### EXERCISE DIRECTIONS
Extract every line in the entries below that contains the word "rough", copying each such line in full.

### SOURCE DATA
════

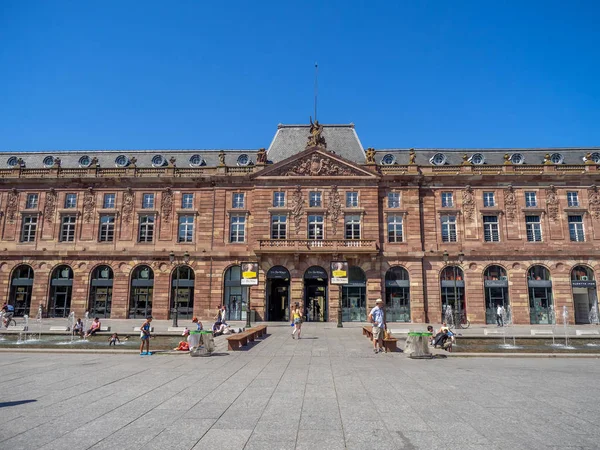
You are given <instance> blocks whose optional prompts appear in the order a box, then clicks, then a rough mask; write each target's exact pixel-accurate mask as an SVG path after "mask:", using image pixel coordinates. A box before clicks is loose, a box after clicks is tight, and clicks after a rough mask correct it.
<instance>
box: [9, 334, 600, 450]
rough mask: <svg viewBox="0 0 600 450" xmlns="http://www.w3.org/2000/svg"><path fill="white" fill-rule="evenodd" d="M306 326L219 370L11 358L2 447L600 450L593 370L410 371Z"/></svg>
mask: <svg viewBox="0 0 600 450" xmlns="http://www.w3.org/2000/svg"><path fill="white" fill-rule="evenodd" d="M303 328H304V330H303V335H304V336H305V337H306V338H307V339H301V340H300V341H298V340H292V339H291V336H290V330H289V327H273V328H271V329H270V330H269V333H270V334H269V336H268V337H267V338H265V339H262V340H258V341H257V342H256V344H255V345H254V346H252V347H251V348H249V349H248V350H244V351H238V352H228V353H224V356H218V357H216V356H215V357H210V358H190V357H186V356H183V357H182V356H181V355H154V356H152V357H144V358H141V357H139V356H138V355H134V354H96V353H78V354H68V353H61V354H56V353H52V354H50V353H46V354H45V353H3V354H2V355H0V388H1V389H2V392H3V396H2V400H1V401H0V420H1V421H2V423H3V426H2V427H1V428H0V448H10V449H13V450H16V449H32V448H40V449H44V450H50V449H65V448H78V449H95V450H99V449H144V450H146V449H159V448H160V449H164V448H169V449H171V448H172V449H203V448H207V449H208V448H210V449H211V450H214V449H215V448H226V449H228V450H235V449H245V450H251V449H261V450H269V449H282V450H284V449H310V450H319V449H338V448H339V449H371V448H377V449H378V450H379V449H388V448H389V449H421V448H423V449H428V450H431V449H437V448H443V449H447V448H457V449H458V448H460V449H486V450H487V449H510V450H517V449H542V448H544V449H548V448H550V449H551V448H557V449H558V448H561V449H562V448H578V449H582V448H583V449H587V448H589V449H591V448H598V442H600V428H598V427H597V423H596V422H597V421H596V418H597V417H598V414H599V413H600V402H598V401H597V398H598V396H597V395H596V394H595V391H596V387H595V386H596V385H597V381H598V379H600V365H599V364H598V362H597V361H595V360H593V359H574V358H569V359H561V358H518V359H514V358H497V357H494V358H488V357H483V358H447V359H437V360H411V359H409V358H407V356H406V355H404V354H403V353H393V354H377V355H376V354H374V353H372V351H371V347H370V343H369V341H368V340H367V339H366V338H365V337H364V336H362V334H361V333H360V330H359V329H357V328H352V327H347V328H343V329H337V328H335V327H331V326H327V325H316V324H315V325H313V324H305V325H304V327H303ZM308 338H312V339H308Z"/></svg>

════

### RESULT OF THIS TASK
You are given <instance> blocks whose optional prompts appear in the order a box, then clicks, then a rough mask; write each target's exact pixel-accurate mask as an SVG path after "mask:", using image pixel coordinates. A box before clicks is loose, a box after clicks is tight, and clicks after a rough mask correct it.
rough mask: <svg viewBox="0 0 600 450" xmlns="http://www.w3.org/2000/svg"><path fill="white" fill-rule="evenodd" d="M306 326L219 370L11 358L2 447L600 450L593 370L410 371Z"/></svg>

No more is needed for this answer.